To do:
Restate the records exactly. Include all of them.

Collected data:

◇ ◇ ◇

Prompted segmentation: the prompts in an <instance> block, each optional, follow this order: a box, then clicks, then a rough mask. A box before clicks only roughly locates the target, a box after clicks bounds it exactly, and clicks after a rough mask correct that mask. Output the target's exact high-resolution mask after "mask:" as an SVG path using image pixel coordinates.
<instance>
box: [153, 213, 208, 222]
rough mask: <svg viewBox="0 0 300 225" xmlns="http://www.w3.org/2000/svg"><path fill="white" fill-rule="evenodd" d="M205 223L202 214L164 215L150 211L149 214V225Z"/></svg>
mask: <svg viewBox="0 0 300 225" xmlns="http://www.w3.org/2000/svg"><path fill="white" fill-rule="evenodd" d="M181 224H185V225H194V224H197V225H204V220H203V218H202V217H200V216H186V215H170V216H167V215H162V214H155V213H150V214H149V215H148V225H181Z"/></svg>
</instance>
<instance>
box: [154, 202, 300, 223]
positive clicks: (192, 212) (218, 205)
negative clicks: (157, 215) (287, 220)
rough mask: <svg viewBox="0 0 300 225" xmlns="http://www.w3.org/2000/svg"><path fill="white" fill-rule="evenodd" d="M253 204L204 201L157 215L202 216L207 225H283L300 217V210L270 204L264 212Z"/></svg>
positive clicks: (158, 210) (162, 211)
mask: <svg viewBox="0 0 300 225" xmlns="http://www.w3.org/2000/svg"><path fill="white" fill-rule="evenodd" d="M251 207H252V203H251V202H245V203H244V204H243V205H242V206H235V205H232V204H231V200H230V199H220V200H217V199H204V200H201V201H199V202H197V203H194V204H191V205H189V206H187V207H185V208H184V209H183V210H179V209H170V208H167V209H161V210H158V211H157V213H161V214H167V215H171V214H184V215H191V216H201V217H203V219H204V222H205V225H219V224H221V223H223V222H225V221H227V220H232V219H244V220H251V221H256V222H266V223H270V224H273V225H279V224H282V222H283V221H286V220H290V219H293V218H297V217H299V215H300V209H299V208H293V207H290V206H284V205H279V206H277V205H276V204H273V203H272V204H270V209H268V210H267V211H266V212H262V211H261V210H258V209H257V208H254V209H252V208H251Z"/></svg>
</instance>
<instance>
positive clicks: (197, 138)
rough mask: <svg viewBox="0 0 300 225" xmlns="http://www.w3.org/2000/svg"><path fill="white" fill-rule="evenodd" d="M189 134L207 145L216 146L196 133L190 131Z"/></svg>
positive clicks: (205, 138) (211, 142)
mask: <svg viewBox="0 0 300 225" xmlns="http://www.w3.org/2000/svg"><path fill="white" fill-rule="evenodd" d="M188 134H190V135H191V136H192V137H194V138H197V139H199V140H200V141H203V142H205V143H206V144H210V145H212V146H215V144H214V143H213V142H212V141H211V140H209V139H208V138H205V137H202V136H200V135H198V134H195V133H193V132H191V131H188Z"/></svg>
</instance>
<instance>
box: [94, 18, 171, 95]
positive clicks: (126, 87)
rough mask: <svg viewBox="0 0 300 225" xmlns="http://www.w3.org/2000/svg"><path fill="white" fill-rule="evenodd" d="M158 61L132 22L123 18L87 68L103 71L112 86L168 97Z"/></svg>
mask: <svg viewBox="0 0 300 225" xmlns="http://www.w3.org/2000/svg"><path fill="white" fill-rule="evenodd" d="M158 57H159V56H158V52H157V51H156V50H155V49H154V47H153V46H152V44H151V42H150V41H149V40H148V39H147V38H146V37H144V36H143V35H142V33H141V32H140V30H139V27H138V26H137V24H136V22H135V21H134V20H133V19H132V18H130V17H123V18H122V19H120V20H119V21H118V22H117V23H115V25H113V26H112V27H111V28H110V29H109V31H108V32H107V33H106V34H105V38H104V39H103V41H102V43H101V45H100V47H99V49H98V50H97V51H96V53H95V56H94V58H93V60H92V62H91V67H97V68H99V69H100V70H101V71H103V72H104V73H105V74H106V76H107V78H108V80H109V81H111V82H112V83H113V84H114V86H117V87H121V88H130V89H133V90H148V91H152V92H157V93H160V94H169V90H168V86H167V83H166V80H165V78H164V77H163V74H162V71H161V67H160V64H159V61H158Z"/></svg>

◇ ◇ ◇

Written response:
Prompted segmentation: the prompts in an <instance> block, each optional, follow this order: a box, then clicks, then a rough mask. A box before clicks only roughly locates the target, a box after clicks bounds it exactly, and clicks after a rough mask correct that mask. Output the target's exact high-resolution mask after "mask:" as an SVG path using image pixel coordinates.
<instance>
box: [153, 213, 208, 222]
rough mask: <svg viewBox="0 0 300 225" xmlns="http://www.w3.org/2000/svg"><path fill="white" fill-rule="evenodd" d="M205 223L202 214L164 215L150 211L149 214V225Z"/></svg>
mask: <svg viewBox="0 0 300 225" xmlns="http://www.w3.org/2000/svg"><path fill="white" fill-rule="evenodd" d="M181 224H185V225H194V224H197V225H204V220H203V218H202V217H200V216H186V215H170V216H167V215H162V214H155V213H150V214H149V215H148V225H181Z"/></svg>
</instance>
<instance>
box: [154, 202, 300, 223]
positive clicks: (192, 212) (218, 205)
negative clicks: (157, 215) (287, 220)
rough mask: <svg viewBox="0 0 300 225" xmlns="http://www.w3.org/2000/svg"><path fill="white" fill-rule="evenodd" d="M253 204L204 201L157 215L202 216L207 225H283L300 217V210L270 204L264 212Z"/></svg>
positive clicks: (158, 210) (162, 211)
mask: <svg viewBox="0 0 300 225" xmlns="http://www.w3.org/2000/svg"><path fill="white" fill-rule="evenodd" d="M251 207H252V203H251V202H245V203H244V204H243V205H242V206H235V205H232V204H231V200H230V199H220V200H217V199H204V200H201V201H199V202H197V203H194V204H191V205H189V206H187V207H185V208H184V209H183V210H179V209H170V208H167V209H161V210H158V211H157V213H161V214H167V215H171V214H184V215H191V216H201V217H203V219H204V222H205V225H219V224H221V223H223V222H225V221H227V220H232V219H244V220H251V221H256V222H266V223H270V224H273V225H279V224H282V222H283V221H286V220H290V219H293V218H297V217H299V215H300V209H299V208H293V207H290V206H284V205H279V206H277V205H276V204H273V203H272V204H270V209H268V210H267V211H266V212H262V211H261V210H258V209H257V208H254V209H252V208H251Z"/></svg>
</instance>
<instance>
positive clicks: (197, 138)
rough mask: <svg viewBox="0 0 300 225" xmlns="http://www.w3.org/2000/svg"><path fill="white" fill-rule="evenodd" d="M189 134L207 145L216 146L196 133L190 131Z"/></svg>
positive clicks: (205, 138) (211, 142)
mask: <svg viewBox="0 0 300 225" xmlns="http://www.w3.org/2000/svg"><path fill="white" fill-rule="evenodd" d="M188 134H190V135H191V136H192V137H194V138H197V139H199V140H200V141H203V142H205V143H206V144H210V145H212V146H215V144H214V143H213V142H212V141H211V140H209V139H208V138H205V137H202V136H200V135H198V134H195V133H193V132H191V131H188Z"/></svg>
</instance>
<instance>
box: [94, 18, 171, 95]
positive clicks: (126, 87)
rough mask: <svg viewBox="0 0 300 225" xmlns="http://www.w3.org/2000/svg"><path fill="white" fill-rule="evenodd" d="M158 61L132 22L123 18L87 68L103 71L112 86L168 97Z"/></svg>
mask: <svg viewBox="0 0 300 225" xmlns="http://www.w3.org/2000/svg"><path fill="white" fill-rule="evenodd" d="M158 57H159V56H158V52H157V51H156V50H155V49H154V47H153V46H152V44H151V42H150V41H149V40H148V39H147V38H146V37H144V36H143V35H142V33H141V32H140V30H139V27H138V26H137V24H136V22H135V21H134V20H133V19H132V18H130V17H123V18H122V19H120V20H119V21H118V22H117V23H115V25H113V26H112V27H111V28H110V29H109V31H108V32H107V33H106V34H105V38H104V39H103V41H102V43H101V45H100V47H99V49H98V50H97V51H96V53H95V56H94V58H93V60H92V62H91V67H97V68H99V69H100V70H101V71H103V72H104V73H105V74H106V76H107V78H108V80H109V81H111V82H112V83H113V84H114V86H117V87H121V88H130V89H133V90H148V91H152V92H157V93H160V94H169V90H168V86H167V83H166V80H165V78H164V77H163V74H162V71H161V67H160V64H159V61H158Z"/></svg>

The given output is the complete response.